> **Given information**:
------------------------------------------------

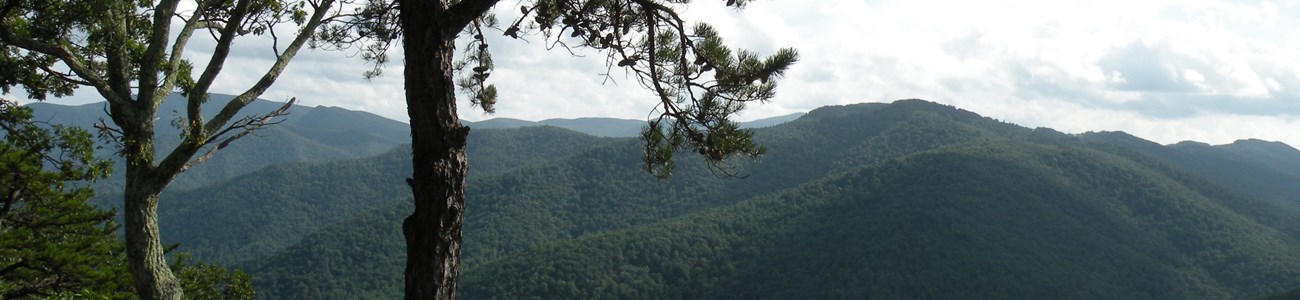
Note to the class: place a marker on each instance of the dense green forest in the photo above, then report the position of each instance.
(910, 199)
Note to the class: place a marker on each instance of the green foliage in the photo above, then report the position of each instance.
(909, 199)
(52, 243)
(997, 221)
(203, 281)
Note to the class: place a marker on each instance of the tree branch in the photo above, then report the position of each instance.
(464, 12)
(245, 127)
(159, 37)
(74, 62)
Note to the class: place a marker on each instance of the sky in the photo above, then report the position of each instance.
(1165, 70)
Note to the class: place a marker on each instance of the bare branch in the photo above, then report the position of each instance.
(464, 12)
(152, 57)
(74, 62)
(243, 126)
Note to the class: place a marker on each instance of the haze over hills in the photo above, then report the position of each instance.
(306, 135)
(607, 127)
(909, 199)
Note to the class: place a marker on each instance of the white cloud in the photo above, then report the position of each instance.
(1169, 70)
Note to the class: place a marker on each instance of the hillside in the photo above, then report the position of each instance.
(1266, 170)
(607, 127)
(306, 135)
(272, 208)
(594, 214)
(986, 221)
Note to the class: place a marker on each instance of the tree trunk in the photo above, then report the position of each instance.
(150, 272)
(438, 143)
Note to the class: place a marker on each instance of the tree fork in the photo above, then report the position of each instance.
(438, 144)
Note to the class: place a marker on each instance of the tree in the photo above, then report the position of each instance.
(52, 243)
(697, 81)
(129, 53)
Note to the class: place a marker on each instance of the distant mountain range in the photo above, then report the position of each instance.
(902, 200)
(609, 127)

------------------------------------------------

> **Work instructions**:
Please retype every row above word for word, leaving out the pictures.

> **Exercise answer**:
Note to the class: place a marker on each instance of the dense green forest in the photo above, then report the position of each instance.
(910, 199)
Note to the class: place a marker on each instance of the green foliage in the photo above, then report the position of each instance.
(909, 199)
(52, 243)
(997, 221)
(203, 281)
Note to the class: place a marker on each instance of the tree branch in the photo above, then report the position of each instance.
(464, 12)
(245, 127)
(159, 37)
(74, 62)
Note to the class: place a marker on each instance of the sky in the photo above, then report the position of each instance.
(1165, 70)
Note to the class: place a marker on each instance of the bare branch in the photo above, then report the position of each instance.
(464, 12)
(152, 57)
(74, 62)
(243, 126)
Note to the class: place a marker on each instance of the haze over hills in the photo above, then report the position of each instance.
(306, 135)
(607, 127)
(909, 199)
Note to the class: place a marker on each instance of the white cloud in the photo above, then report the position of each instance.
(1169, 70)
Note to the class: place a marker on each instance of the hillside in the photo above, then report the position of each instance.
(1266, 170)
(607, 127)
(306, 135)
(272, 208)
(594, 214)
(986, 221)
Note to the class: place a marker on each instance of the tree trunk in the photo above, then report the position of each instance.
(150, 272)
(438, 143)
Note to the class: place a marker on each instance of the tree fork in the photo above, then report the position of each instance.
(438, 144)
Note to the class: place a marker on each instance of the tree in the photo above, then report the position of each instance.
(52, 243)
(697, 81)
(129, 53)
Note to the class: place a marker on each instance of the distant mountain range in the photo above, then report the position of each instance.
(902, 200)
(609, 127)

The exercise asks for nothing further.